**Do this**
In the page on high-performance computing in Python, reproduce word for word the passage that begins with the words containing "When you launch" and ends with "use of resources.".

High-performance computing in Python

Author

Marie-Hélène Burle

This section gives a brief introduction on how to use Python on the Digital Research Alliance of Canada supercomputers.

Interactive sessions for HPC

When you launch a Jupyter session from a JupyterHub, you are running a Slurm job on a compute node. If you want to play for 8 hours in Jupyter, you are requesting an 8 hour job. Now, most of the time you spend on Jupyter is spent typing, running bits and pieces of code, or doing nothing at all. If you ask for GPUs, many CPUs, and lots of RAM, all of it will remain idle most of the time. This is a suboptimal use of resources.

In addition, if you ask for lots of resources for a long time, you will have to wait for a while before they get allocated to you.

Lastly, you will go through your allocations quickly.

All of this applies equally for interactive sessions launched from an SSH session with salloc.

A better approach

A more efficient strategy is to develop and test your code with small samples, few iterations, etc. in an interactive job (from an SSH session in the cluster with salloc), on your own computer, or in Jupyter. Once you are confident that your code works, launch an sbatch job from an SSH session in the cluster to run the code as a script on all your data. This ensures that heavy duty resources that you requested are actually put to use to run your heavy calculations and not seating idle while you are thinking, typing, etc.

Logging in the cluster

Open a terminal emulator:

Windows users:  launch MobaXTerm.
MacOS users:   launch Terminal.
Linux users:     launch xterm or the terminal emulator of your choice.

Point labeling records
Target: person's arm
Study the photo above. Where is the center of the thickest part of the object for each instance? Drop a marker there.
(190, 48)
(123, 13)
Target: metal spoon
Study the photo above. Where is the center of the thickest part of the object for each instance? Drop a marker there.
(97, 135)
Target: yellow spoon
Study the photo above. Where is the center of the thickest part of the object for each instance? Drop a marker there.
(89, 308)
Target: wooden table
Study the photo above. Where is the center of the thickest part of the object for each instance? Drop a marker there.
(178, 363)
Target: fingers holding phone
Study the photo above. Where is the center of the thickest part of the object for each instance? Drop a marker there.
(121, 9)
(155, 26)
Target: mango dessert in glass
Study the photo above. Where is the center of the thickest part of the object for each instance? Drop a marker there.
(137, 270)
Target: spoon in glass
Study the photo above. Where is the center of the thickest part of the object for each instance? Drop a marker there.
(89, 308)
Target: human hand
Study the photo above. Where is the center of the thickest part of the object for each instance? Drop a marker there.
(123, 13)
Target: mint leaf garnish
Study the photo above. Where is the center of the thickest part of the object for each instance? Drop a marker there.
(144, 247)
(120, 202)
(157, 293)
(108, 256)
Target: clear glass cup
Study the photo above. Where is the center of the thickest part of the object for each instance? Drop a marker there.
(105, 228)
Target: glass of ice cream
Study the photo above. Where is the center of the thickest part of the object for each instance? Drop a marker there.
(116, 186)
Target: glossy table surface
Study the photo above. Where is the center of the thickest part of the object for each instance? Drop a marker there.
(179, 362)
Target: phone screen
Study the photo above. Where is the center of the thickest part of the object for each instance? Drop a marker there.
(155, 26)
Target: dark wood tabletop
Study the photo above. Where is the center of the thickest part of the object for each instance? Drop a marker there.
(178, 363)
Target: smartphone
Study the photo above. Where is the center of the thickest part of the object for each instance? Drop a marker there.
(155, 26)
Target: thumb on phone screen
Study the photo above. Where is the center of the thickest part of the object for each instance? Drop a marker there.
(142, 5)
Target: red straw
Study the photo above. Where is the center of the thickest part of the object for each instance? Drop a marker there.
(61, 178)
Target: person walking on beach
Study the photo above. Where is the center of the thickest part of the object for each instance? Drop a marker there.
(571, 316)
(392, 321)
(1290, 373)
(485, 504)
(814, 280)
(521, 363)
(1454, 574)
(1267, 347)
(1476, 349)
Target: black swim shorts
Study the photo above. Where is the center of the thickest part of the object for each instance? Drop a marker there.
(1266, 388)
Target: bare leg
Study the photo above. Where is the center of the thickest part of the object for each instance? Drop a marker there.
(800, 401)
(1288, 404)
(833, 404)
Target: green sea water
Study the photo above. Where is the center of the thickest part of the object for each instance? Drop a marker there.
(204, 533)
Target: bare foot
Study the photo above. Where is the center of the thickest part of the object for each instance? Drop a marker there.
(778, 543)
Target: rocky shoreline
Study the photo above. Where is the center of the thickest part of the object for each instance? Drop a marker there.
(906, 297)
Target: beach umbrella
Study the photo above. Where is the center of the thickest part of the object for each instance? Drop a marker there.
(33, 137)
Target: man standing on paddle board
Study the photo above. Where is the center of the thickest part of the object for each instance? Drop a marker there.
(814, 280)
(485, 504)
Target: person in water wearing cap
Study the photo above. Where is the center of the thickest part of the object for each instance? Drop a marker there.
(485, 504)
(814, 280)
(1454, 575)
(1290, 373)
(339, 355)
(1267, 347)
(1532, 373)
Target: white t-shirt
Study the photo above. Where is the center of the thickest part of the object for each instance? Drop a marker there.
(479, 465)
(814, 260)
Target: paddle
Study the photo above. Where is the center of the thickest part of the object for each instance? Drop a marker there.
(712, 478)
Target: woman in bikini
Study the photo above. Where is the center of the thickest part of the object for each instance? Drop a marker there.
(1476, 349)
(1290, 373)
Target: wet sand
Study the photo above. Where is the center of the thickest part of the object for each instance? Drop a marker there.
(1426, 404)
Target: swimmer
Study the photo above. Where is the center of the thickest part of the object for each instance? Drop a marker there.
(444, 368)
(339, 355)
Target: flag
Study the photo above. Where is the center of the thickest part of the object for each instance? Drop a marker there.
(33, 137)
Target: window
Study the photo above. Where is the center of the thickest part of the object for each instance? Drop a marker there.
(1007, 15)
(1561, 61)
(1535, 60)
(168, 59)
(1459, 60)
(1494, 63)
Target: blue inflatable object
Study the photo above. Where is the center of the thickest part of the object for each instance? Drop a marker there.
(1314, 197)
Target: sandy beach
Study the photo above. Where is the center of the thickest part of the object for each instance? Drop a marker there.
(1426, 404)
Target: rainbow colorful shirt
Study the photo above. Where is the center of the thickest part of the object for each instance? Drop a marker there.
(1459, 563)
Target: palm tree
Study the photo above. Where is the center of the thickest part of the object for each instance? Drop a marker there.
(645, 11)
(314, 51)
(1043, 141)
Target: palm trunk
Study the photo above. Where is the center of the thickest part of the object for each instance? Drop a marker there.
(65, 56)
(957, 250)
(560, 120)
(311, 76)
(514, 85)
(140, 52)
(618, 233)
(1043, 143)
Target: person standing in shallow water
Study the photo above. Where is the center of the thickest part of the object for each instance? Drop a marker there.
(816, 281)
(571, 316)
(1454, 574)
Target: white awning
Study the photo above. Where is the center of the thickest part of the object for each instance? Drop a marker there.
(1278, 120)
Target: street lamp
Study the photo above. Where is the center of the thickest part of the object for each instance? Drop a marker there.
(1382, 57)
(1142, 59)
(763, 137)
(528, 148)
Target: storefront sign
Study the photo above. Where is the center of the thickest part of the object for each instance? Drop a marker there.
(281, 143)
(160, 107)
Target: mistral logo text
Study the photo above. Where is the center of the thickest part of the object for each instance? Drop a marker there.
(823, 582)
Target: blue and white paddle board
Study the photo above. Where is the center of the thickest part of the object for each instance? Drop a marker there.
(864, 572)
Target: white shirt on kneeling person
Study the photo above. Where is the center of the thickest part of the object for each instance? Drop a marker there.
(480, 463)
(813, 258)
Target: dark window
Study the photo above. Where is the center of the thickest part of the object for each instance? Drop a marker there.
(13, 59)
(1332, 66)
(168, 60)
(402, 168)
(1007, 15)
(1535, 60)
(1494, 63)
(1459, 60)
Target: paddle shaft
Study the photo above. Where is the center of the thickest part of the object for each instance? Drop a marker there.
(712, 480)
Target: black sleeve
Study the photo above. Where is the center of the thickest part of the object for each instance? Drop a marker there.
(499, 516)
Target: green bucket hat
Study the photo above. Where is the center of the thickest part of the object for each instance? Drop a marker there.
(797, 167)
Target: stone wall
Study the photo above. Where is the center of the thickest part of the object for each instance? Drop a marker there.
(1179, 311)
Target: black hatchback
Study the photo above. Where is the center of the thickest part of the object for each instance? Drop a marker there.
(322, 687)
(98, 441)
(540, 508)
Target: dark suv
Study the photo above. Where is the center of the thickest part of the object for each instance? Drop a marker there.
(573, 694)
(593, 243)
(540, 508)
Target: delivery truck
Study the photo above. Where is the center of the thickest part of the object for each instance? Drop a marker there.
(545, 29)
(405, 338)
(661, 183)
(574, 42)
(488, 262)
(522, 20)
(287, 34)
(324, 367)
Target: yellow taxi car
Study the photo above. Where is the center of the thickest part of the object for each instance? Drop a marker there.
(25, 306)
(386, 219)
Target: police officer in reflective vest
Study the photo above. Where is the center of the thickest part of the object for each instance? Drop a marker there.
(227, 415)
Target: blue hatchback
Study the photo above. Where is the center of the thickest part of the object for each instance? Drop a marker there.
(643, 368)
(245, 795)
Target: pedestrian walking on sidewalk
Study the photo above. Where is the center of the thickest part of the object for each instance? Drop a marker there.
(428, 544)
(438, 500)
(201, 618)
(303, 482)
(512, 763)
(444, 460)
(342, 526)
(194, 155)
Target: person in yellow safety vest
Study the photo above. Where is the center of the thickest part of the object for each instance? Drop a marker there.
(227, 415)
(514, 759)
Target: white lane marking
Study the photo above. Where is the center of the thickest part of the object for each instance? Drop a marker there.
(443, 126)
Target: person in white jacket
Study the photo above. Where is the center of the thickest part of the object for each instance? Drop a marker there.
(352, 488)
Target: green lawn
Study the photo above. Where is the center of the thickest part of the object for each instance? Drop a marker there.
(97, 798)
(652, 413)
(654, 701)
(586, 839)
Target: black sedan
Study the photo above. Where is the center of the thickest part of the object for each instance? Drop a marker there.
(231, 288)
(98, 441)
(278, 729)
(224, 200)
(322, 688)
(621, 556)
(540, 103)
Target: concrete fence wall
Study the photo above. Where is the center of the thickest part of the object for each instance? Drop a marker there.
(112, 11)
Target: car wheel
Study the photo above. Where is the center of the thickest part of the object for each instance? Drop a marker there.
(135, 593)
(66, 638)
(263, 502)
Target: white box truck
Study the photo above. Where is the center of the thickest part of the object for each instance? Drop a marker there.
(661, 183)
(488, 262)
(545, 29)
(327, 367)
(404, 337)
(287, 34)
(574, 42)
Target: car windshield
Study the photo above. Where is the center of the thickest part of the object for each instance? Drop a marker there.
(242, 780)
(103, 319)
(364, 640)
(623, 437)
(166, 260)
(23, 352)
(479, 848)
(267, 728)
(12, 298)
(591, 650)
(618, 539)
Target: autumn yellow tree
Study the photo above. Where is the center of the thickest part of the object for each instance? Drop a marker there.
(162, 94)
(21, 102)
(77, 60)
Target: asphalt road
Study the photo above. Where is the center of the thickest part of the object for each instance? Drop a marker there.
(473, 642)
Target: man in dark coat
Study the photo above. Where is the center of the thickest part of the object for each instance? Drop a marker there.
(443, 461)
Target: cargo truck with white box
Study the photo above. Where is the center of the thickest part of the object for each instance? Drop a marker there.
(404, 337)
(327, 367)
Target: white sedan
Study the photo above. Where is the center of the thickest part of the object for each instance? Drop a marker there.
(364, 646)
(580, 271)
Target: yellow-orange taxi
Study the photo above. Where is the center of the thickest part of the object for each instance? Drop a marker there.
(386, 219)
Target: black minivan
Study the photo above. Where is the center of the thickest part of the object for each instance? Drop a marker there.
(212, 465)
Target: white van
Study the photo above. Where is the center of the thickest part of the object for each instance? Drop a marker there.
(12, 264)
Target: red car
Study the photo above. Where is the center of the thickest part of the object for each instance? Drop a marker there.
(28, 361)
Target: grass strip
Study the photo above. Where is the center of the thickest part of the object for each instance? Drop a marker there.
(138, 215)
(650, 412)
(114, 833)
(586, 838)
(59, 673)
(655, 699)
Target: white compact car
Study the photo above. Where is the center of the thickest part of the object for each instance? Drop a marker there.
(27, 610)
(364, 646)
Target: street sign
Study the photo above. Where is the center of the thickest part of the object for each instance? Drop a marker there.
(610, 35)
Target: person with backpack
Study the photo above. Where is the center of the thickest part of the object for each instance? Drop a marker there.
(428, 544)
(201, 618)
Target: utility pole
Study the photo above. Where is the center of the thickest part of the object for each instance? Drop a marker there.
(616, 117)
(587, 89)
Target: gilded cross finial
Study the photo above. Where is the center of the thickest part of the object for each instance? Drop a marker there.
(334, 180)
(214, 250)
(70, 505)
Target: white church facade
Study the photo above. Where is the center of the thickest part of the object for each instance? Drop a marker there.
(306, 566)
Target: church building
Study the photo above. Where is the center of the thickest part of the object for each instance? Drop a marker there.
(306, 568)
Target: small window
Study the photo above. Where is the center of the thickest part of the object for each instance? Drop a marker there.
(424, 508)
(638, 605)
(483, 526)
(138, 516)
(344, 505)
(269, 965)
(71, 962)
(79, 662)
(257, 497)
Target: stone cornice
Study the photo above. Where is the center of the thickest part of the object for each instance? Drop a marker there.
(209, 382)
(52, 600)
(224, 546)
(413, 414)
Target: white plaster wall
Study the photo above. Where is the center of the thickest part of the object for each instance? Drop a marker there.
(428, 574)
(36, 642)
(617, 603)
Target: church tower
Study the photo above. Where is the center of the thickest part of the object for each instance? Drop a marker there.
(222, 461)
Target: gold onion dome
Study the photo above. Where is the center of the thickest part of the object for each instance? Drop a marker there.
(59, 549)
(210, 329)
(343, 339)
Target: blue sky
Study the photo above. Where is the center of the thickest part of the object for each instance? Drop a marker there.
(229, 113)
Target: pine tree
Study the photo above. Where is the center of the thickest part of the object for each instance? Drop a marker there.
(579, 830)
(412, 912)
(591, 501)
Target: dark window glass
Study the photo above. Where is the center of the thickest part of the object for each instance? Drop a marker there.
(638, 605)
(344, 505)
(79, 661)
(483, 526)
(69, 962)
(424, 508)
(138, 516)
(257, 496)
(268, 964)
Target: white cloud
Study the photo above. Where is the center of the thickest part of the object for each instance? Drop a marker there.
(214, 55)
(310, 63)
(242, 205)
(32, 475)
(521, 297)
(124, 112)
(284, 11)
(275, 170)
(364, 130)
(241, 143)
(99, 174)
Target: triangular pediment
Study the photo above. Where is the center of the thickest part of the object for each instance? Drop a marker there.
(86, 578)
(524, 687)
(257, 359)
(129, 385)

**Correct response**
When you launch a Jupyter session from a JupyterHub, you are running a Slurm job on a compute node. If you want to play for 8 hours in Jupyter, you are requesting an 8 hour job. Now, most of the time you spend on Jupyter is spent typing, running bits and pieces of code, or doing nothing at all. If you ask for GPUs, many CPUs, and lots of RAM, all of it will remain idle most of the time. This is a suboptimal use of resources.